- _Provided records_:
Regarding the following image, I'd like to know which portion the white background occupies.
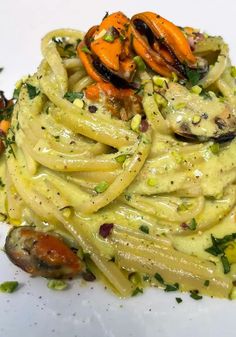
[0,0,236,337]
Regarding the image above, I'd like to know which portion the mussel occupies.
[5,226,82,278]
[163,82,236,143]
[131,12,201,77]
[77,12,136,88]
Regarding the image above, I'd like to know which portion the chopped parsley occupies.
[190,290,202,301]
[210,143,220,155]
[64,91,84,103]
[0,281,19,294]
[164,283,179,292]
[133,56,146,71]
[81,46,92,54]
[52,36,64,44]
[220,255,230,274]
[26,83,40,99]
[154,273,164,284]
[200,89,212,99]
[0,128,15,157]
[0,177,5,187]
[186,67,201,86]
[188,218,197,231]
[131,287,143,297]
[47,280,68,291]
[139,225,149,234]
[204,280,210,287]
[115,154,127,164]
[94,181,109,193]
[175,297,183,304]
[205,233,236,274]
[12,88,20,100]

- _What you will do_: Scale all the lines above by 0.6. Repeat each line, keeping the text lines unchanged, multiply every bounding box coordinate by 0.6, and round each result to a whole number, with halves rounding up. Leave the pictures out.

- _Response_:
Regarding the following image, I'd like to know which portion the white background occupies.
[0,0,142,202]
Regarding the image above, I'd like to know which portion the mussel occupies.
[3,136,49,167]
[98,49,142,86]
[79,7,121,46]
[46,7,82,53]
Regarding the image above, I'd like to know which portion the chopped parsley occupies.
[114,174,121,181]
[126,86,132,93]
[38,55,50,62]
[0,169,11,176]
[98,170,107,175]
[80,34,88,43]
[49,28,55,32]
[31,22,38,26]
[132,153,138,164]
[16,50,24,59]
[92,164,98,170]
[120,53,127,59]
[0,77,9,94]
[0,106,3,112]
[112,40,121,52]
[113,131,118,139]
[79,172,86,178]
[28,168,41,175]
[83,135,89,140]
[122,168,126,172]
[69,92,76,98]
[56,109,65,116]
[105,178,110,182]
[123,140,142,164]
[7,53,12,60]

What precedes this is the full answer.